# What you have to do
Pick out and copy every line of the items below that contains the word "table". Matches are case-sensitive.

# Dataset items
— BEGIN —
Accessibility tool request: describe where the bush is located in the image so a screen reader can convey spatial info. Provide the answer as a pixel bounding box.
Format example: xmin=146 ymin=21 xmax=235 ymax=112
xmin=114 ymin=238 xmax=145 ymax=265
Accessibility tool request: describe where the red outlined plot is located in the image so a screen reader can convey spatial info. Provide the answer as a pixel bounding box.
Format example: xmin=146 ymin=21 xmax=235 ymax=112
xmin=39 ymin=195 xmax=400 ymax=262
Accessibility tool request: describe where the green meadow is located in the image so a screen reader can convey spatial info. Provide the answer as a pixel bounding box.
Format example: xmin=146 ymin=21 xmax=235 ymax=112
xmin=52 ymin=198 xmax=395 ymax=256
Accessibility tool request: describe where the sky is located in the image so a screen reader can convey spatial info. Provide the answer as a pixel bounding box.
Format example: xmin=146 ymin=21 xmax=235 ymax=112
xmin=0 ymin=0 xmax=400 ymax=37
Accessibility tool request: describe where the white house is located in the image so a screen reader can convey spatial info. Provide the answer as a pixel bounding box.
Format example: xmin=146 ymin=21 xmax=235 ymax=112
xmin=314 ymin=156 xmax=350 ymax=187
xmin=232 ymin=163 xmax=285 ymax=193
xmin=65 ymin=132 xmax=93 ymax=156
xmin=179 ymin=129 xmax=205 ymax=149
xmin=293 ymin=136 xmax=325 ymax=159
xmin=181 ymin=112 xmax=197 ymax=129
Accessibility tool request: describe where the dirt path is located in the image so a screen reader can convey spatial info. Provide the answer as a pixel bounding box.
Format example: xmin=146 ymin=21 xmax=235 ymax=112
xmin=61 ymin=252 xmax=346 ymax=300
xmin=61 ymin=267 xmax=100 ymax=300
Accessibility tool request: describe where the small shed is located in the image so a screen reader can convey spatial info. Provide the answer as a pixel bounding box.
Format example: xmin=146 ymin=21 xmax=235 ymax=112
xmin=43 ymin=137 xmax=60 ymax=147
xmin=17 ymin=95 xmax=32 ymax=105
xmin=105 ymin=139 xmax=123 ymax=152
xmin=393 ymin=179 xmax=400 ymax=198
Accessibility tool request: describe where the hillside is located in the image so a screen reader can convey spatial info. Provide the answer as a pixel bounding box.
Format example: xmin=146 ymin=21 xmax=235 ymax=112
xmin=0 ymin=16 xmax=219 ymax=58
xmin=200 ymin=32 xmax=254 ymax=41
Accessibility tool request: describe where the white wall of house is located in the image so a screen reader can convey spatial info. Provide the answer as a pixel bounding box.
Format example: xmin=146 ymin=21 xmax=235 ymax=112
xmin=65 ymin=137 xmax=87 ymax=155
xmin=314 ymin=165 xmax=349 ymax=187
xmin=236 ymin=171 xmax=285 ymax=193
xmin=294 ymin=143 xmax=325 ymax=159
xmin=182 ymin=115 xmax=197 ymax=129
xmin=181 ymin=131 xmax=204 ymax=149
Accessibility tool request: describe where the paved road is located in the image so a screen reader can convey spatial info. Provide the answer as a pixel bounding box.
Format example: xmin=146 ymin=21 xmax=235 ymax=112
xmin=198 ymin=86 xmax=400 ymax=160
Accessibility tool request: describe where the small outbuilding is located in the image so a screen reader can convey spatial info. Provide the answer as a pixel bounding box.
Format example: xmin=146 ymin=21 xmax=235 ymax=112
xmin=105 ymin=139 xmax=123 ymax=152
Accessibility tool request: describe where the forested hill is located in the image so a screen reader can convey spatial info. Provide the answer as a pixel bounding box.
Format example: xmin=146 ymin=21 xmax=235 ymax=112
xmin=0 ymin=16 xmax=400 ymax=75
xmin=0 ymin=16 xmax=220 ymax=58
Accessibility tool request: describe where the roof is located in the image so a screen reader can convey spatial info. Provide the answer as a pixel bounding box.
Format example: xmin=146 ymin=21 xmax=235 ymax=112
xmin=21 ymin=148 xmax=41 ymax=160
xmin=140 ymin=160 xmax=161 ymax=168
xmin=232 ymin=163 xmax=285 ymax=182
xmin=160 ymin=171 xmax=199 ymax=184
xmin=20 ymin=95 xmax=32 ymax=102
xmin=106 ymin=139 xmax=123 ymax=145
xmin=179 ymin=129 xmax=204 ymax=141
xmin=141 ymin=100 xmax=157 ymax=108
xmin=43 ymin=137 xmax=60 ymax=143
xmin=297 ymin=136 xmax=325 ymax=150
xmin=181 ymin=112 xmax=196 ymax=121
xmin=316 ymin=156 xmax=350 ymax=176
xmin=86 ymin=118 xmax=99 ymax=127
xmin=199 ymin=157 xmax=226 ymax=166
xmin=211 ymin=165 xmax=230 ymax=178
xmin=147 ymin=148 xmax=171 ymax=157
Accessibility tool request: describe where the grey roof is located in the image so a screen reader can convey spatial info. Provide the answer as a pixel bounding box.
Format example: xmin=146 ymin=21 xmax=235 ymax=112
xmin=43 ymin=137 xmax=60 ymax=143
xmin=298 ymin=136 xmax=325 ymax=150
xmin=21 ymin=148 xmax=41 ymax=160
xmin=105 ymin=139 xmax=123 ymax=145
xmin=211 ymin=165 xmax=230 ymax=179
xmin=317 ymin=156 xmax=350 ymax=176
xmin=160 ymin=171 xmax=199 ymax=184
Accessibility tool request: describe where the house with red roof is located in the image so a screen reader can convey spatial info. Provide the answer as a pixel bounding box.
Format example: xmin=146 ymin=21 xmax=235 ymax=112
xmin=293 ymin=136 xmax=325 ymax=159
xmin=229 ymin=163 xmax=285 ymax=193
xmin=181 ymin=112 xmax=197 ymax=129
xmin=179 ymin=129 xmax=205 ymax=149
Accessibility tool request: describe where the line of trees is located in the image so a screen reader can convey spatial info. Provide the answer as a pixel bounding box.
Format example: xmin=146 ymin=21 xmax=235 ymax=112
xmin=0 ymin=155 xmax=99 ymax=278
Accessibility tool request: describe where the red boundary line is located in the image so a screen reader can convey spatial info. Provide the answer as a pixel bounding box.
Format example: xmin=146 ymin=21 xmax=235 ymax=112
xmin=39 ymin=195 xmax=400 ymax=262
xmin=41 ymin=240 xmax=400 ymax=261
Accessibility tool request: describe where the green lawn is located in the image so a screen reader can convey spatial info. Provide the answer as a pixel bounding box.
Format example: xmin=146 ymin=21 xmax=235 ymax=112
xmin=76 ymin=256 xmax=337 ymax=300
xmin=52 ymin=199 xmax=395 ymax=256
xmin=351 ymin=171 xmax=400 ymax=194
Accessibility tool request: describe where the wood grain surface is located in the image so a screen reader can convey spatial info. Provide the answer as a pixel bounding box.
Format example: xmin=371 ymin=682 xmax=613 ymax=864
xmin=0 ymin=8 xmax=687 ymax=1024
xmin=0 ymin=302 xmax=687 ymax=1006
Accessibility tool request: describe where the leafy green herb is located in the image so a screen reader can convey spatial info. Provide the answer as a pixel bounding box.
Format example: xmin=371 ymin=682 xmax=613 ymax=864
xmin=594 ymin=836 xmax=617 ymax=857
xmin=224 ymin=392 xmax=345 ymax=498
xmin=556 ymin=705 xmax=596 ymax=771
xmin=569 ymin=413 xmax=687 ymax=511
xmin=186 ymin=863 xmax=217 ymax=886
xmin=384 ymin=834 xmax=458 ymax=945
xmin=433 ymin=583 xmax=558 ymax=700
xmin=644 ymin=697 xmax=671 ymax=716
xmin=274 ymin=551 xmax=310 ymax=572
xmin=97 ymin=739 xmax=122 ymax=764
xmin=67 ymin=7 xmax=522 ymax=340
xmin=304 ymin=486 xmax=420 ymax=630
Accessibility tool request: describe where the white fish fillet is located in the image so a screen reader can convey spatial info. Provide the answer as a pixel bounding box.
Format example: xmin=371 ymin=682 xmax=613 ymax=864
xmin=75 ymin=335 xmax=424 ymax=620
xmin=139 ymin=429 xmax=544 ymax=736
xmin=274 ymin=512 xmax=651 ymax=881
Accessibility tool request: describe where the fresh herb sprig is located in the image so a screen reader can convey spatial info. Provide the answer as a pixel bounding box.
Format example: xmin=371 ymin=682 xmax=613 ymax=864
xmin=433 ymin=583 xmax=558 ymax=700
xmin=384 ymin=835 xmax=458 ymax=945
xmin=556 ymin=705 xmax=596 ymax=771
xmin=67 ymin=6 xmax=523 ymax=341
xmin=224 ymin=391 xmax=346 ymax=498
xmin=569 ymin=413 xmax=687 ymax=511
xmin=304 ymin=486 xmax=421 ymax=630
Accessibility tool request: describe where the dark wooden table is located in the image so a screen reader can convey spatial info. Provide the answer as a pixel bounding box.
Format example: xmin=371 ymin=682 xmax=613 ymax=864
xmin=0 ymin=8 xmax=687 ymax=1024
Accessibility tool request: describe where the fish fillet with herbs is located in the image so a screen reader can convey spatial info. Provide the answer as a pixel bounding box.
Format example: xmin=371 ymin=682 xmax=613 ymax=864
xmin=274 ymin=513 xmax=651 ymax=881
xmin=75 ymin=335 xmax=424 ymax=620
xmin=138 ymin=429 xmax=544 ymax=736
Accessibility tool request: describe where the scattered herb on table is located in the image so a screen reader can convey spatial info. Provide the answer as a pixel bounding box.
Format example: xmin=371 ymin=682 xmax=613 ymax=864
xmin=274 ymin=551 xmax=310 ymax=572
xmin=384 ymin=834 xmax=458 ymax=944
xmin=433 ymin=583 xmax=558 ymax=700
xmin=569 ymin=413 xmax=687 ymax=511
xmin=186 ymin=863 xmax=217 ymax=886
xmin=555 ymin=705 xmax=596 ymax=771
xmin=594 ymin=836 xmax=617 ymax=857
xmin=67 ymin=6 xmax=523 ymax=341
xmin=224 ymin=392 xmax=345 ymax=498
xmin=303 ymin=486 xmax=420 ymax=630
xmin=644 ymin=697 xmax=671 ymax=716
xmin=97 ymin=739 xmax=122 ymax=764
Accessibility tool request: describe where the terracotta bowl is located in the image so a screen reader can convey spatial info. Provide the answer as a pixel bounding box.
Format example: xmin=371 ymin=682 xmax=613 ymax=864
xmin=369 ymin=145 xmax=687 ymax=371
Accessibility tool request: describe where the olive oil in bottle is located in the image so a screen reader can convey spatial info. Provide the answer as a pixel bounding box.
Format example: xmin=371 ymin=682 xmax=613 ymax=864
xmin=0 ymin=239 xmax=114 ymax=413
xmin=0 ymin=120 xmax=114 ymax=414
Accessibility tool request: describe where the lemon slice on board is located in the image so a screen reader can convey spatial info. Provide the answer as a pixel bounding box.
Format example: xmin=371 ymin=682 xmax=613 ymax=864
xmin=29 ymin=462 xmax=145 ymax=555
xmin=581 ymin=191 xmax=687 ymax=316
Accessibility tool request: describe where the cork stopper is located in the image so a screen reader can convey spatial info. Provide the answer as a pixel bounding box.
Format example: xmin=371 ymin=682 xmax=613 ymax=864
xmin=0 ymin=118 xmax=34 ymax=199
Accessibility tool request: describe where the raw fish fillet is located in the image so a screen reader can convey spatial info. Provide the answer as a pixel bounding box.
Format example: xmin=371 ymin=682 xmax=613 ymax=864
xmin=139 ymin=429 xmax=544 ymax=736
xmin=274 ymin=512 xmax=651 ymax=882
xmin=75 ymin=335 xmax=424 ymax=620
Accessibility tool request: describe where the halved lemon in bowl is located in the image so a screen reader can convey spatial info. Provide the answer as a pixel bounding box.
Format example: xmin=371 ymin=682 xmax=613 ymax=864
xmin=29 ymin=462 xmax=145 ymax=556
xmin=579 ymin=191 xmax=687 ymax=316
— END —
# Completed task
Accessibility tool request: describe where the dark wooden table is located in the image so a screen reader can convey spatial info. Provide the answer as a pixel bounding box.
Accessibility tool request: describe where the scattered herb on table is located in the image so a screen reader can convey spatial info. Provide the answer as a pixel bounding box.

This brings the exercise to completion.